**Given exercise:** Can you output every line of the records below as a numbered list, leaving out any blank lines?

Entries from a point annotation set
** BEGIN **

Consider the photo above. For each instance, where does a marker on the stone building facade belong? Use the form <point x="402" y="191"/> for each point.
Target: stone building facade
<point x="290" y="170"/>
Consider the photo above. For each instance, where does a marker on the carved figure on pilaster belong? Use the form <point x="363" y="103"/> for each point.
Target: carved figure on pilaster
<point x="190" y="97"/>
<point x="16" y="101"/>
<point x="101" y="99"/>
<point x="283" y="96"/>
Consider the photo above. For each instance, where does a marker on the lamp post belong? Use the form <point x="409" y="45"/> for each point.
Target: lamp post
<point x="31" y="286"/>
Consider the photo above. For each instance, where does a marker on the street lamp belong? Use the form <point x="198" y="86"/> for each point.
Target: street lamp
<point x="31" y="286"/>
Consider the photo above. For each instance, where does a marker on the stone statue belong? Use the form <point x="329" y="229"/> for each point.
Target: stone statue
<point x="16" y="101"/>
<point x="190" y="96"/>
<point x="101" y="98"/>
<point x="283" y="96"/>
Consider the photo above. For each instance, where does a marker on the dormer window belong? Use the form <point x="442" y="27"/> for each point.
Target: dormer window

** END **

**Answer to this task:**
1. Consider the photo above. For each instance, where does a marker on the stone building facade belong? Use the form <point x="402" y="191"/> for each point.
2. Target: stone building facade
3. <point x="290" y="170"/>
4. Consider the photo above. For each instance, where does a marker on the carved figure on pilaster belong? Use the form <point x="363" y="103"/> for each point.
5. Target: carved figure on pilaster
6. <point x="190" y="97"/>
7. <point x="16" y="101"/>
8. <point x="101" y="99"/>
9. <point x="283" y="96"/>
10. Consider the photo above. For each instance, where does a marker on the lamp post belong? Use the form <point x="409" y="45"/> for each point.
11. Target: lamp post
12. <point x="31" y="286"/>
13. Consider the photo above. For each instance, where does a marker on the street lamp belong? Use the form <point x="198" y="86"/> for each point.
14. Target: street lamp
15. <point x="31" y="286"/>
16. Consider the photo above. For each instance, where does a marker on the stone statue belong? Use the form <point x="329" y="229"/> for each point.
17. Target: stone statue
18. <point x="16" y="101"/>
19. <point x="190" y="96"/>
20. <point x="101" y="98"/>
21. <point x="283" y="96"/>
22. Consider the photo above. For each instance, where does a marker on the dormer window belong? Use the form <point x="442" y="27"/> for each point.
23. Target: dormer window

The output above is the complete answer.